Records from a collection

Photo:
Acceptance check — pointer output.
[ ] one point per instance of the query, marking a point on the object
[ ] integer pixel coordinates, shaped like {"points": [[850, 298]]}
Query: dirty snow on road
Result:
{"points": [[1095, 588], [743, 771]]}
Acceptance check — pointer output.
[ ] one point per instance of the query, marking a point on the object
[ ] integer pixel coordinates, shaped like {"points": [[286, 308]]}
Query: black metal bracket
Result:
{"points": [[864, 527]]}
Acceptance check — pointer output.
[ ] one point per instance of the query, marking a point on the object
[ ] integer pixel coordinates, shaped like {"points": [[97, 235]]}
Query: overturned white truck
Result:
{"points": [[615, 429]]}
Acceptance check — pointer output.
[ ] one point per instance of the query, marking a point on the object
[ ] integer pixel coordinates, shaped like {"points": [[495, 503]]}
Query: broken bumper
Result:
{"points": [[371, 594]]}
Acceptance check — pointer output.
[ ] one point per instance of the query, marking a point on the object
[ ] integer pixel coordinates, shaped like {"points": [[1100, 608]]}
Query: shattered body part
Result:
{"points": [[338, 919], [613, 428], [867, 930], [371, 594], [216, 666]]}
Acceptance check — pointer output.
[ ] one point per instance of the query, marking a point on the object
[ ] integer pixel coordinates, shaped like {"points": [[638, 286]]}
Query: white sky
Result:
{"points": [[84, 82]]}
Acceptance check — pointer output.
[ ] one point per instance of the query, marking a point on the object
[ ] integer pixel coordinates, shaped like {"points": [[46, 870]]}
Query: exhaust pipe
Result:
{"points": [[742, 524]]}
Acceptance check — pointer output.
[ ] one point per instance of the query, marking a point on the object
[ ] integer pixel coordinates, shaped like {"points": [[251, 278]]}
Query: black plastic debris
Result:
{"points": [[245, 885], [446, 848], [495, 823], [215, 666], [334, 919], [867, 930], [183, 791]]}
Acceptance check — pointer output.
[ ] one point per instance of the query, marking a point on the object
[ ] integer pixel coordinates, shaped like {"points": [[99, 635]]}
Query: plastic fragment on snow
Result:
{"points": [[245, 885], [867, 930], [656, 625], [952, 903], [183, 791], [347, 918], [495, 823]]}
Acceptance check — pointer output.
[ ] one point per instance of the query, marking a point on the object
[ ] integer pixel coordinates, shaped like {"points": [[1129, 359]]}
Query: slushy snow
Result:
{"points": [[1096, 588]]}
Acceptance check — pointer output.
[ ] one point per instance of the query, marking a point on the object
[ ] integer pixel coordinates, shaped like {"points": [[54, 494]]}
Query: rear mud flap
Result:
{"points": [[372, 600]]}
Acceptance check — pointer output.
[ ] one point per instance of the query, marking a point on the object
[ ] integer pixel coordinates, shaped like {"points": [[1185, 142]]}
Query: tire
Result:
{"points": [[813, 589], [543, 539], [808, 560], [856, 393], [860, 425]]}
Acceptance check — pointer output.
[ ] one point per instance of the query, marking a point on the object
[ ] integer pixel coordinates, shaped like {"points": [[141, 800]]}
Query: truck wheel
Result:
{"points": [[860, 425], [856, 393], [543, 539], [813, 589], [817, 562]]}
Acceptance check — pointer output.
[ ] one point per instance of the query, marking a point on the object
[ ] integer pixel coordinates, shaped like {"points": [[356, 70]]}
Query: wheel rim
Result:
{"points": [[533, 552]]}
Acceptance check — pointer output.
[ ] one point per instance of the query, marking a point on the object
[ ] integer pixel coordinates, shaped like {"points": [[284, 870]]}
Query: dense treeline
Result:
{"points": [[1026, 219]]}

[What needs to be done] Looking at the entries above, count each line that includes the string "truck" and give only the total.

[Answer to the problem] 2